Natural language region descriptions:
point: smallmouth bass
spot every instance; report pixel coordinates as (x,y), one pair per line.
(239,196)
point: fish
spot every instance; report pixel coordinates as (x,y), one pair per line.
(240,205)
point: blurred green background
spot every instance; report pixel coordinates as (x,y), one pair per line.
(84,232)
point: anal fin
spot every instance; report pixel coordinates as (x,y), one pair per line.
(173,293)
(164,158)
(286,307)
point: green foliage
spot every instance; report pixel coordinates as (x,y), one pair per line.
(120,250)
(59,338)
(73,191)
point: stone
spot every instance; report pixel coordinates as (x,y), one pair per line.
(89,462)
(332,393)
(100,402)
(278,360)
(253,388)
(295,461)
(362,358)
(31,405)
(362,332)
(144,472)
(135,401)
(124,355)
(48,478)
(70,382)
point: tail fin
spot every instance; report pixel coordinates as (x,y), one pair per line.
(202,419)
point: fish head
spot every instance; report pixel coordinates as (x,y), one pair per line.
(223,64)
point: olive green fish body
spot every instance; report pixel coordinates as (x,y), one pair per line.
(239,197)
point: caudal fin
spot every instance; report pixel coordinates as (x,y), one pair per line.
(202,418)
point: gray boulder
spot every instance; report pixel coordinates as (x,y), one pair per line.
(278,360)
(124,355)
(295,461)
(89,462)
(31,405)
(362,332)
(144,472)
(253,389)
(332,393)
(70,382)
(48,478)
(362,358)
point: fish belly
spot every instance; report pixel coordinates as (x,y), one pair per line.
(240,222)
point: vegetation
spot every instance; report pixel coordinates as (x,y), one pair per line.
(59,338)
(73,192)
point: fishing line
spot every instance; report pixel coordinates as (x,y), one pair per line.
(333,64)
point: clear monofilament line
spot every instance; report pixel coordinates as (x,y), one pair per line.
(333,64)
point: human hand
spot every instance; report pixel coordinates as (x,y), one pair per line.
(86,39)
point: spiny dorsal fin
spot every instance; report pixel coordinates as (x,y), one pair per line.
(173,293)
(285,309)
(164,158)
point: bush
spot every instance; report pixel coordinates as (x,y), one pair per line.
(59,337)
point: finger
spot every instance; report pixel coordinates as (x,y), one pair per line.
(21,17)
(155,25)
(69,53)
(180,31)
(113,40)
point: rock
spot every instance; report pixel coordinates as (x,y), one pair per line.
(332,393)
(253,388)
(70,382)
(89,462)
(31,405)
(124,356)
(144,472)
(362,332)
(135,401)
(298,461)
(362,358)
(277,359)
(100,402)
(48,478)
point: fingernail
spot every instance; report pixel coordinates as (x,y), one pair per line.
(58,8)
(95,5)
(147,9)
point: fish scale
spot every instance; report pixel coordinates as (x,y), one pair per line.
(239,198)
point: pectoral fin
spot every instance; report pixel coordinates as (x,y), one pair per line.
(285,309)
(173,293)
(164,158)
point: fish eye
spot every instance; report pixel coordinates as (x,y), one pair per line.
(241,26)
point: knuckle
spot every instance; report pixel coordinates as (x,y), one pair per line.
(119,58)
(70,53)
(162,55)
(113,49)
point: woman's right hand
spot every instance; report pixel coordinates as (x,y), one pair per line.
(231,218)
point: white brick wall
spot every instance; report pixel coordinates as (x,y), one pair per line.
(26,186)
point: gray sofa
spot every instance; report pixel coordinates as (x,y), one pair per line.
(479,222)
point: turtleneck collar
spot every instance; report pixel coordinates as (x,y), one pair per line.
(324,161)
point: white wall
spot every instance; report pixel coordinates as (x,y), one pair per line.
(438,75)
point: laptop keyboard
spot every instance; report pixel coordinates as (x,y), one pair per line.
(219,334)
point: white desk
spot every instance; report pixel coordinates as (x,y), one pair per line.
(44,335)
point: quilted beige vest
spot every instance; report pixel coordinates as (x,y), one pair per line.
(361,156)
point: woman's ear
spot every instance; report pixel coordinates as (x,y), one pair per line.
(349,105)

What the task requires: If a line in the data above includes the string "wall", copy it.

Written solution:
point: white brick wall
point: white wall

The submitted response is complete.